Referring expression data:
=-=-=
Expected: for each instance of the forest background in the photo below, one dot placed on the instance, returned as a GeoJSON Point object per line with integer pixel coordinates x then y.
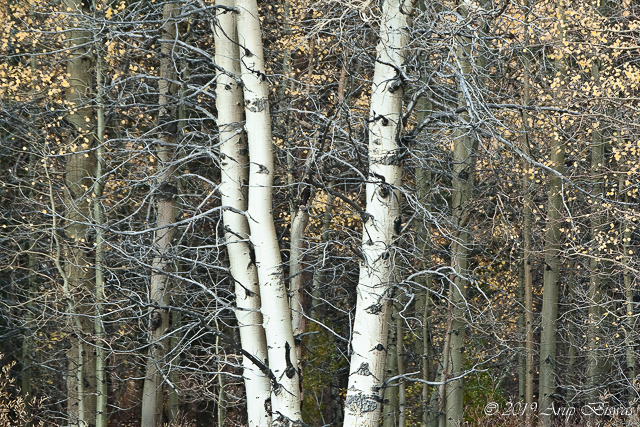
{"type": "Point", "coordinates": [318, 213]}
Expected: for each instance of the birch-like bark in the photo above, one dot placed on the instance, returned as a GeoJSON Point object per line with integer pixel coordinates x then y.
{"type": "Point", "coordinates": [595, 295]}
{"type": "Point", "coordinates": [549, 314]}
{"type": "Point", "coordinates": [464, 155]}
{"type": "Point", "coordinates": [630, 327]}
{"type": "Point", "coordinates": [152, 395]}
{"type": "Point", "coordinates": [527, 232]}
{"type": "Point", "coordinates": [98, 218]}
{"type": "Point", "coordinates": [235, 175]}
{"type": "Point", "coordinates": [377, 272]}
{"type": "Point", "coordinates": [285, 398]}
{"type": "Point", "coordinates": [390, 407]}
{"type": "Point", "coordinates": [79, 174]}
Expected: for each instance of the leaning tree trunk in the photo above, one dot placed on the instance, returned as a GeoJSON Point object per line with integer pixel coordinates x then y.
=-=-=
• ASSIGNED TASK: Print every entry verbatim and leave all pictures out.

• OUTPUT OF THE EXERCISE:
Expected: for each instance of the forest background in the photo below, one dot placed on the instance, returned as a GeoJSON Point object per line with integer pixel coordinates x then y.
{"type": "Point", "coordinates": [318, 213]}
Expected: for each instance of the birch-like bark in the photo above, one dot placed on the instance, returned as a GeoJSON Point object per line with integer pixel coordinates x then y.
{"type": "Point", "coordinates": [595, 295]}
{"type": "Point", "coordinates": [549, 314]}
{"type": "Point", "coordinates": [464, 155]}
{"type": "Point", "coordinates": [630, 327]}
{"type": "Point", "coordinates": [152, 395]}
{"type": "Point", "coordinates": [527, 232]}
{"type": "Point", "coordinates": [98, 218]}
{"type": "Point", "coordinates": [235, 175]}
{"type": "Point", "coordinates": [377, 272]}
{"type": "Point", "coordinates": [285, 398]}
{"type": "Point", "coordinates": [390, 407]}
{"type": "Point", "coordinates": [79, 174]}
Expected: for each instance of the leaning tree trunk in the photo above, one dot placed on the instance, returned as a GeoJSON Point object per line with integer pixel coordinates x then y.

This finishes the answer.